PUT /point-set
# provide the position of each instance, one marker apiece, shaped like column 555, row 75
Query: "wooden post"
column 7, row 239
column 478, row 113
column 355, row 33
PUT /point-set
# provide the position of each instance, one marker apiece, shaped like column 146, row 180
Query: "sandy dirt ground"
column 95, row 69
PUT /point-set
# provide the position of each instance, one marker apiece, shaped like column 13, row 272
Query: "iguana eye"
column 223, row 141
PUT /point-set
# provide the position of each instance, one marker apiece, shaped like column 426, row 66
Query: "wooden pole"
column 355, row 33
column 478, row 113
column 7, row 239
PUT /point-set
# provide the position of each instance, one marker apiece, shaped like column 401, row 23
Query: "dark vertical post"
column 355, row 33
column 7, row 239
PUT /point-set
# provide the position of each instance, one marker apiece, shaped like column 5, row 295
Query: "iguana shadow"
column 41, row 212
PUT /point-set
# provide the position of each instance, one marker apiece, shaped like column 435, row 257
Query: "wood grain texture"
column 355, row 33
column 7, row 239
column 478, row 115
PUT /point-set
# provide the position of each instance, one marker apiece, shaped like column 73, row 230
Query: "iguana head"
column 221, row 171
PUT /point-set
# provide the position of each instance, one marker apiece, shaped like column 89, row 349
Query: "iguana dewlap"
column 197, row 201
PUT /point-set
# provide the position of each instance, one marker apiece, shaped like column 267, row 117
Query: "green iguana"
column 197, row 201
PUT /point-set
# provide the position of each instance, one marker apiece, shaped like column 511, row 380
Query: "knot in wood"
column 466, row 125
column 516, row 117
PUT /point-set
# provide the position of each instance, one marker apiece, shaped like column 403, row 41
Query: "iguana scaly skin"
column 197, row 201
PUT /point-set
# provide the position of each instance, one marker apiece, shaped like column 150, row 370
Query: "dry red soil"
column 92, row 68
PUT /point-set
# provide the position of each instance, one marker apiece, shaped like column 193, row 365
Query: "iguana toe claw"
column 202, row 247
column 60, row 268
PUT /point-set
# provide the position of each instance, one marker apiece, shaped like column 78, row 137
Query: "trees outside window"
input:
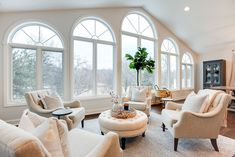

------------------------------------------------------------------------

> [The exercise]: Format the items, starting with the first line and going on through the line with "column 223, row 141", as a Markdown table with columns Index and Line. Number each row and leave out blank lines.

> [Result below]:
| Index | Line |
|---|---|
| 1 | PUT /point-set |
| 2 | # provide the position of each instance, one marker apiece, shaped like column 555, row 75 |
| 3 | Query: "wooden post" |
| 4 | column 7, row 239 |
| 5 | column 478, row 113 |
| 6 | column 355, row 33 |
| 7 | PUT /point-set |
| 8 | # provide the position of each instance, one marker apiece, shaped like column 146, row 180 |
| 9 | Query: "sandy dirt ground" |
| 10 | column 95, row 69 |
| 11 | PUT /point-set |
| 12 | # provide the position of each instance, one marker apiece, shaped like column 13, row 272 |
| 13 | Query: "iguana eye" |
| 14 | column 223, row 141 |